_WHAT THE EXERCISE ASKS_
Every entry below must appear again, exactly as written.

_DATA PROVIDED_
□ □ □ □ □

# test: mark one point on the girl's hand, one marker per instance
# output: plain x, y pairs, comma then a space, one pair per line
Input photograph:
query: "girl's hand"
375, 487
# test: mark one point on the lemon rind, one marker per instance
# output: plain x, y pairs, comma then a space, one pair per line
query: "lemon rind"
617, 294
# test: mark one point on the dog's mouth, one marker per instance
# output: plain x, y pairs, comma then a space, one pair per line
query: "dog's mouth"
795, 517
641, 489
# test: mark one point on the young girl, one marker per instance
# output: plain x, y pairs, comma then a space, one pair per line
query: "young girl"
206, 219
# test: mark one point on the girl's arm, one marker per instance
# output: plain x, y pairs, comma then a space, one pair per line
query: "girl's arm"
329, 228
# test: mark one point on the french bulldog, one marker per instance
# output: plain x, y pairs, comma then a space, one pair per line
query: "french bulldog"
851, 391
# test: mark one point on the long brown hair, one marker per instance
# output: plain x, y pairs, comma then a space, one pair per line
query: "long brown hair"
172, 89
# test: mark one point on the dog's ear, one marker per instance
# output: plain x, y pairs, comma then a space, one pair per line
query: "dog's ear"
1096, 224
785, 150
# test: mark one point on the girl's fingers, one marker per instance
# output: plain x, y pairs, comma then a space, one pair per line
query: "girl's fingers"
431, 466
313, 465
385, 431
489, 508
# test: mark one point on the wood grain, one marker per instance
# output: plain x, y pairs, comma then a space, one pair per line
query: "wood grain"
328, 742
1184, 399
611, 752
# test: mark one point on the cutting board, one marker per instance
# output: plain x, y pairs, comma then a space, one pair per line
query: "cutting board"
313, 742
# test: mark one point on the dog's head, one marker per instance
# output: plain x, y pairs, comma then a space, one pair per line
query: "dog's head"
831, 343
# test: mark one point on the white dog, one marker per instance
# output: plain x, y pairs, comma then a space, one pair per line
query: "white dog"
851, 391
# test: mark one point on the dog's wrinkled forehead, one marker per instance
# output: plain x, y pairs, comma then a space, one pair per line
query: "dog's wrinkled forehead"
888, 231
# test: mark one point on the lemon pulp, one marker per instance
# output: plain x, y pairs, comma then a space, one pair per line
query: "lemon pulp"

□ □ □ □ □

_WRITTEN REPLY_
# test: mark one point on the girl's hand, one marker per instance
# output: plain x, y pairs, comma then a space, one pair per line
Input photograph:
query: "girl's hand"
375, 487
# test: mark one point on the lemon rind, one marker per instance
# output: plain x, y pairs, comma then a space, one pair per line
query: "lemon rind"
617, 294
# test: mark one point on the dog's mouth, one marker per instance
# output: plain x, y pairs, comma then a space, one pair per line
query: "dog's mouth"
795, 517
641, 489
# test: mark one point on the young girl, one marker per instance
# output: plain x, y pairs, comma then a space, one pair per line
query: "young girl"
206, 219
# test: mark one point on the girl's arm, one marker per instance
# output: plain x, y pairs, comma then a space, one pair per line
query: "girl's arm"
329, 228
# test: mark one point on the french bulldog, one marker per instance
# output: plain x, y pairs, comma then a space, one pair per line
query: "french bulldog"
851, 391
# test: mark one point on the long brown hair, one marker per instance
# output: plain x, y pairs, comma then a space, one pair per line
query: "long brown hair"
172, 89
# test: mark one point on the dog's ear, one marker per instance
# output: plain x, y pairs, comma then a space, one pair per line
query: "dog's ear"
1096, 224
785, 150
# test: mark one point on the girl's fingers, one marker per instance
# output: plain x, y pairs, comma then a space, one pair per line
query: "girl's fingers"
431, 466
313, 465
385, 431
489, 508
# test: mark one point on the wood grain, one marker per instance
# output: plain x, y pairs, comma then a space, one pair per line
query: "wood grain"
328, 742
1184, 399
611, 752
# test: mark one point on the cutting board, one marker per instance
# output: plain x, y pairs, comma then a space, one pair per line
query: "cutting board"
313, 742
# test: mark one point on the dog's head, one marker per instance
# output: plain x, y pairs, comma then a space, one pair per line
query: "dog's head"
831, 343
# test: mark one point on the white dog, one marker per instance
# output: plain x, y pairs, comma then a space, one pair per line
query: "white dog"
851, 391
# test: mark one point on the dog's wrinkled forehead, one marker per instance
# output: plain x, y pairs, comma then a space, one pair per line
query: "dog's wrinkled forehead"
888, 231
# test: mark one point on the lemon pulp, one marker per instance
# output: plain x, y pairs, comma then a space, one pair per line
query: "lemon pulp"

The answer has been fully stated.